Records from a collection

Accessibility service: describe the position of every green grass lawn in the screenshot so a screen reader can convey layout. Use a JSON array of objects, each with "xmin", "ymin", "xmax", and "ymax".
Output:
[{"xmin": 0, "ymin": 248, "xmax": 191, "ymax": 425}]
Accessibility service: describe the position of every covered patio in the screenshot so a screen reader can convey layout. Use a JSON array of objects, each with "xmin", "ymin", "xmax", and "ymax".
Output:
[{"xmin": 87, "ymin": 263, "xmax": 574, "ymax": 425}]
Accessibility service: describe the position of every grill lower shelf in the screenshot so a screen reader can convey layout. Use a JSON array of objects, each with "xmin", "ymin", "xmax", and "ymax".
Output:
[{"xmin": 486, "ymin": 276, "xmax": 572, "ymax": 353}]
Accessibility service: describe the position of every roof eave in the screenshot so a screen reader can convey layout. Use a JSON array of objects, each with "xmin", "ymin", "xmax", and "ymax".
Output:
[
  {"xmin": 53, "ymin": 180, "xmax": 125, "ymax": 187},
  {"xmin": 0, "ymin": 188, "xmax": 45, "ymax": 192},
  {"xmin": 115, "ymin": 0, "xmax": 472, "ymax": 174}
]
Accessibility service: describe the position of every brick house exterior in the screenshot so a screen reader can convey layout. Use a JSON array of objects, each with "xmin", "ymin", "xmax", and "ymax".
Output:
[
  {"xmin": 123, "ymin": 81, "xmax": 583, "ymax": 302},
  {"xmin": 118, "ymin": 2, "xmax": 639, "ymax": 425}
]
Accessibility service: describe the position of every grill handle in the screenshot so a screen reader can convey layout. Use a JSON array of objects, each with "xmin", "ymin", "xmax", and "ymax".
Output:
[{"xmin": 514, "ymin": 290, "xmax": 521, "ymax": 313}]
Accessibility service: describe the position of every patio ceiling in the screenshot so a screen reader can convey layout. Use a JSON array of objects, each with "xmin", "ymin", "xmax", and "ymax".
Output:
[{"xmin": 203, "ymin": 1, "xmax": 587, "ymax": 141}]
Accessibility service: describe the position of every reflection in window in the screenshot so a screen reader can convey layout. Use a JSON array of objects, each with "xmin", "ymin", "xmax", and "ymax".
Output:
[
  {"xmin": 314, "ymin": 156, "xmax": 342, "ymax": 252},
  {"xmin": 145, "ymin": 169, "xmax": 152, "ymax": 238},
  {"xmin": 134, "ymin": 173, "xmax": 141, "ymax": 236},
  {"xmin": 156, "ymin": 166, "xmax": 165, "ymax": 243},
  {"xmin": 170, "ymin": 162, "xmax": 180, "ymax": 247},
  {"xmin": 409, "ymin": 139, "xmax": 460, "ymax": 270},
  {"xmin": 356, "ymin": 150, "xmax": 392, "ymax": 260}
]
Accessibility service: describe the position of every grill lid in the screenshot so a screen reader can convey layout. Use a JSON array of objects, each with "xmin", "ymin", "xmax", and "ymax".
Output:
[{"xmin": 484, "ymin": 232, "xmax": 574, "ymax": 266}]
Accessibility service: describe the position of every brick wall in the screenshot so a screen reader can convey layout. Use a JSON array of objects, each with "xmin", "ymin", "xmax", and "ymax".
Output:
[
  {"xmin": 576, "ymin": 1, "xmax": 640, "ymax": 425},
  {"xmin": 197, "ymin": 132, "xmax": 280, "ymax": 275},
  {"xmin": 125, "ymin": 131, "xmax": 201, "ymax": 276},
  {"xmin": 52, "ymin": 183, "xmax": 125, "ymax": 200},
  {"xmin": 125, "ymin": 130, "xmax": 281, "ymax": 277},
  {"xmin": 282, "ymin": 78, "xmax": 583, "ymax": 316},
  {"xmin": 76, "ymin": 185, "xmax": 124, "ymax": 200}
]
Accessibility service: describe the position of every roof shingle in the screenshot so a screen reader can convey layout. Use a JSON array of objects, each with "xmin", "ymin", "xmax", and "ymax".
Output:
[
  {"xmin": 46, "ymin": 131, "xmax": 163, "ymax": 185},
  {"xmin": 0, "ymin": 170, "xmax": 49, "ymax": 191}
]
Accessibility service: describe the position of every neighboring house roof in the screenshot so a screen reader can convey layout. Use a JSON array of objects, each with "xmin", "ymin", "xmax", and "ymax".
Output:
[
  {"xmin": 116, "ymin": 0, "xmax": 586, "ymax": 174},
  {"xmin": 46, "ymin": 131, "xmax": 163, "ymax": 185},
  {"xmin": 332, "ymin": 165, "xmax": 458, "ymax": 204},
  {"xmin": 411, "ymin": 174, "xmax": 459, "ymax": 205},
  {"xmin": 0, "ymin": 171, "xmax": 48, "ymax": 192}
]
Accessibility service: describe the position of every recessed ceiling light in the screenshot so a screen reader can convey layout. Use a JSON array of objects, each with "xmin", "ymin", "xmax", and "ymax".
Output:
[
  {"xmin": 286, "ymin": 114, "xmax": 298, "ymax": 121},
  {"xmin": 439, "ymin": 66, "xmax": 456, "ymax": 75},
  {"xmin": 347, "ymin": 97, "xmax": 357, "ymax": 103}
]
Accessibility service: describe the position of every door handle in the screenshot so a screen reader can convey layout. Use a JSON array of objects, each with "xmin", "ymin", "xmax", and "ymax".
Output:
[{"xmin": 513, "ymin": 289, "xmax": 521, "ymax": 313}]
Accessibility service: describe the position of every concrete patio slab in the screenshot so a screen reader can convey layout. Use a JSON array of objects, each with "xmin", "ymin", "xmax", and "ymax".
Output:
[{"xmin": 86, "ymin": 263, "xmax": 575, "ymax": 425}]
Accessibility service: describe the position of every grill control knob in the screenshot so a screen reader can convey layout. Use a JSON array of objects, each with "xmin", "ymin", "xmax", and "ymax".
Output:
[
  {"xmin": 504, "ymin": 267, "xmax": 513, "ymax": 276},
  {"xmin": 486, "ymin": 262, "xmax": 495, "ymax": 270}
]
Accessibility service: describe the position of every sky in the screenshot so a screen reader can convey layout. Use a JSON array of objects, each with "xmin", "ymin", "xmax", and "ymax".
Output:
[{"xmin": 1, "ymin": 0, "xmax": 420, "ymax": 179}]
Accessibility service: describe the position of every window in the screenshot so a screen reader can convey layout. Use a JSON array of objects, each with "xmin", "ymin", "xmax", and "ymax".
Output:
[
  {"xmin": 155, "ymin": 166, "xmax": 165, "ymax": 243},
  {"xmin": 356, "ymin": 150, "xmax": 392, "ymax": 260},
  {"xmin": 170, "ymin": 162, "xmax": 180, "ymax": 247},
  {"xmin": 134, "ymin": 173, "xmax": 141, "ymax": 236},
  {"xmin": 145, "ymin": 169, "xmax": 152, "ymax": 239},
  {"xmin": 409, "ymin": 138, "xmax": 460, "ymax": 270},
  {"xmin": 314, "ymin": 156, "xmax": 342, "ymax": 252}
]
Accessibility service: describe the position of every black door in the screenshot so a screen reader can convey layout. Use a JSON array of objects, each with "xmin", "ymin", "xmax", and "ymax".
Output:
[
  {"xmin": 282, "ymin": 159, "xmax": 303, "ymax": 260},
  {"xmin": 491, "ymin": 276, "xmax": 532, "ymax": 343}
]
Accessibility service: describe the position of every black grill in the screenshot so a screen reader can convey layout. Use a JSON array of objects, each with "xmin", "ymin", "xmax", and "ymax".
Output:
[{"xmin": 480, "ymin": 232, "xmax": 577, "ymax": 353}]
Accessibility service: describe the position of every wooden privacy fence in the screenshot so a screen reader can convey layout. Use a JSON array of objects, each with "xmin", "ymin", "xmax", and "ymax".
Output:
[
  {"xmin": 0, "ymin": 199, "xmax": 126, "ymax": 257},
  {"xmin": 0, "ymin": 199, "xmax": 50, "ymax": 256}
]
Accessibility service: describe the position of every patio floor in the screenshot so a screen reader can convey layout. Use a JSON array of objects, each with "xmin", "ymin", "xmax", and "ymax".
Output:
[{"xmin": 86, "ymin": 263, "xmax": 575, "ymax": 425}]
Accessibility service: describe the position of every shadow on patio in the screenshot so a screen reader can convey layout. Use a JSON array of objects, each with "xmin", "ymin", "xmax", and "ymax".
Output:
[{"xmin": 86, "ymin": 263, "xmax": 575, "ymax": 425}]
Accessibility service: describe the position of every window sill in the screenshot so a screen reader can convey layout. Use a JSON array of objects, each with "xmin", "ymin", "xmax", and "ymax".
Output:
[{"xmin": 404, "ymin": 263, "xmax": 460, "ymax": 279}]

### Work required
Pull together all lines from the data that mention the word "brick".

### Result of the exercise
Accessibility service: describe the position of every brick house exterior in the screenshot so a screen reader can convey layout. Use a JSON array of objects, each with "xmin", "ymin", "xmax", and "ymax".
Accessibility service: describe the position of every brick wall in the screenshot so a screen reader can convey layout. Use a JSON array of objects, each with "xmin", "ymin", "xmax", and "ymax".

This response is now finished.